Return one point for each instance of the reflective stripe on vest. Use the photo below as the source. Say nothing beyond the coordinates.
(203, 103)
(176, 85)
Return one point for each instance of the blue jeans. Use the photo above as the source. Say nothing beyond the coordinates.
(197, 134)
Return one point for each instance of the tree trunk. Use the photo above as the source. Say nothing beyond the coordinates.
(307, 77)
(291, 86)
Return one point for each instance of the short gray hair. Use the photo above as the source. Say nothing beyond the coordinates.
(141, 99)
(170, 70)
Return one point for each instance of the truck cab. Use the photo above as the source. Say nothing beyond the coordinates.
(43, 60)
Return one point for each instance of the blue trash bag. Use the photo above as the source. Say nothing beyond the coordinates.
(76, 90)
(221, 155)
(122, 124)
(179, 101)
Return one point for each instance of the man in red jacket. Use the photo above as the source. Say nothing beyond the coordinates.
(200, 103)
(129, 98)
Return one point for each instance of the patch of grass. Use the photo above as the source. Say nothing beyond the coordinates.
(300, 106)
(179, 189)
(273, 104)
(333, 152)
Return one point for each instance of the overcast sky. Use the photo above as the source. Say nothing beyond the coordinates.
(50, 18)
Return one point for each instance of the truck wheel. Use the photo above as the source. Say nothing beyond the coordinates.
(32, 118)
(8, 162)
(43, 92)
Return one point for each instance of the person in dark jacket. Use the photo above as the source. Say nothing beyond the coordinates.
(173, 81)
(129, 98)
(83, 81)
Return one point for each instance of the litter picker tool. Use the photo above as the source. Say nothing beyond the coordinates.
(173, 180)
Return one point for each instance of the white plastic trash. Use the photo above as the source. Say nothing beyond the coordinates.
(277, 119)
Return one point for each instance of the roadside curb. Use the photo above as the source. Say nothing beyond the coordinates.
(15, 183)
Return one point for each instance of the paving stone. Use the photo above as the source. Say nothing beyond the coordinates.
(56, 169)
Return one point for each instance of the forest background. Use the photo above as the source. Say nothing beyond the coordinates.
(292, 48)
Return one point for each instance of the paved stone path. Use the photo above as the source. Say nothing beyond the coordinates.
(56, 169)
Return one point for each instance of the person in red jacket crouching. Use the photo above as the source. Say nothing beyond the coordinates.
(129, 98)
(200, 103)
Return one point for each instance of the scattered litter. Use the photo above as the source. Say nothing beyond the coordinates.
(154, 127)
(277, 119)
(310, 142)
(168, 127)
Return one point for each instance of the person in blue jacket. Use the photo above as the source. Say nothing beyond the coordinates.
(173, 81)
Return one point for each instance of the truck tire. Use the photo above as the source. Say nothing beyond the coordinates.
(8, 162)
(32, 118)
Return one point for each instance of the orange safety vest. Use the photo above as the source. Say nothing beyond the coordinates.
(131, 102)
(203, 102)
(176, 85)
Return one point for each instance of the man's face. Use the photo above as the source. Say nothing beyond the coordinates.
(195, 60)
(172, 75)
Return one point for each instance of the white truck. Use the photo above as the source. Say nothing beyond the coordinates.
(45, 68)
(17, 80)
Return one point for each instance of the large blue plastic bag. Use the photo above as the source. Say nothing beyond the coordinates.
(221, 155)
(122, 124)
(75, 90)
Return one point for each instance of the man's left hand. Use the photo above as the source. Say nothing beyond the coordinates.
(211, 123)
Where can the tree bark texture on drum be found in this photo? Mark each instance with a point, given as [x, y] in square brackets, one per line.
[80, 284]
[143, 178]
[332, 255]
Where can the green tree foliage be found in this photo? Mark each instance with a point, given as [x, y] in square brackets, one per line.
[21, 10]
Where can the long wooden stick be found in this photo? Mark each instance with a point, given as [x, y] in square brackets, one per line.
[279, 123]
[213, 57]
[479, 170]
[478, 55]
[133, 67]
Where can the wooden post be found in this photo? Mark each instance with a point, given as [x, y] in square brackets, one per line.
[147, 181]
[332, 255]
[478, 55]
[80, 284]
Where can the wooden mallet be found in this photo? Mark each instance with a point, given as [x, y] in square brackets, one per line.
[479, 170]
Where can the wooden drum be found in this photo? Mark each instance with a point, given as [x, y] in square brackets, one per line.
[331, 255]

-------------------------

BRIEF -
Return the listing above exactly, line for line.

PROBLEM SOLUTION -
Return one point for each instance of the reflective stripe on vest. Use the photo below as the source. Say nothing beyond the coordinates.
(203, 103)
(176, 85)
Return one point for each instance of the blue jeans. Use the photo above as the source. Say nothing beyond the coordinates.
(197, 134)
Return one point for each instance of the tree trunk. Use the photo above as the source. Say nothing beyond the coordinates.
(307, 77)
(291, 86)
Return one point for each instance of the short gray hair. Use the photo above as the source. Say nothing beyond the coordinates.
(141, 99)
(170, 70)
Return one point for each instance of the truck cab. Use the photo above as the source. Say nothing beyond the coordinates.
(43, 60)
Return one point for each instance of the blue trash bag. Use the photo above as the source. Say nothing beyond the coordinates.
(76, 90)
(221, 155)
(122, 124)
(179, 101)
Return one point for each instance of the man in red jacket. Use the photo above as the source. Say nothing beyond the coordinates.
(200, 103)
(129, 98)
Return one point for each instance of the patch of grass. Use the photo above as the source. Say nothing beyond the coordinates.
(300, 106)
(179, 189)
(273, 104)
(333, 152)
Return one point for each instance of the overcast sky. Use the photo above as the source. Say nothing beyond the coordinates.
(50, 18)
Return one point for each instance of the truck wheel. Use the photo above as the source. Say nothing beyond the coordinates.
(32, 118)
(8, 162)
(43, 92)
Return one point for each instance of the person in dark jacket. Use the photo above as the source. Say nothing beyond the coordinates.
(173, 81)
(129, 98)
(83, 81)
Return one point for each instance of the litter picker tool. Use the photo above as the source. Say nothing beyond the coordinates.
(173, 180)
Return one point for each instance of the white plastic trash. Use the photo above as the source. Say nothing beyond the coordinates.
(277, 119)
Return one point for each instance of the roadside curb. Use the photo above as the source. Say nothing beyond the coordinates.
(15, 183)
Return one point for each instance of the paving stone. Use the photo above as the source. Say nothing beyond the coordinates.
(56, 169)
Return one point for each instance of the forest background. Use the photo above as the source. Say nothing beyond the coordinates.
(292, 48)
Return one point for each instance of the paved stone path. Use the photo above as the source. Say nothing beyond the coordinates.
(56, 169)
Return one point for each instance of the person in red jacket crouching. Use the photo above as the source. Say nothing beyond the coordinates.
(129, 98)
(200, 103)
Return one point for each instance of the scattered litter. Use the photo above as the source. Say nothing beyond the coordinates.
(154, 127)
(277, 119)
(310, 142)
(168, 127)
Return one point for each instance of the person in blue jacket. Use the photo above as the source. Say nothing beyond the coordinates.
(173, 81)
Return one point for each instance of the truck tire. Use the photo above as the source. Say nothing beyond the coordinates.
(8, 162)
(32, 118)
Return one point for each instance of the orange safety vest. Use the photo above as the source. Say nothing beyond the coordinates.
(131, 102)
(203, 102)
(176, 85)
Return one point for each instance of the man's face. Use the photo above as the source. Say nothing beyond the coordinates.
(195, 60)
(172, 75)
Return one point for each instance of the white truck. Use the photo above as the source. Say nothing beyond the coordinates.
(45, 68)
(17, 80)
Return one point for each instance of the large blue plastic bag. Use the photo above as the source. Say nothing beyond the coordinates.
(221, 155)
(122, 124)
(75, 90)
Return one point for each instance of the man's left hand. Use the photo above as the source. Say nothing beyond the coordinates.
(211, 123)
Where can the tree bark texture on drum be found in this photo? Mark each instance with a point, given as [x, y] in square brackets, one per line.
[80, 284]
[143, 178]
[332, 255]
Where can the green tree foliage be found in this photo? Mark each instance with a point, given as [x, y] in square brackets, one per line.
[21, 10]
Where can the long wooden stick be found in this photo? Mark each instance with a point, given as [x, y] in square brackets, one per line.
[279, 123]
[213, 57]
[479, 170]
[478, 55]
[133, 67]
Where can the wooden post be found in this photo? Mark each instance with a point, given as [x, y] in square brackets, one per line.
[147, 181]
[332, 255]
[478, 55]
[80, 284]
Where can the wooden mallet be found in this photo? Mark each instance with a point, given as [x, y] in square brackets, one per line.
[479, 170]
Where can the wooden drum be found in this photo? Mark each instance with a point, given as [x, y] in square brackets, one per line.
[331, 255]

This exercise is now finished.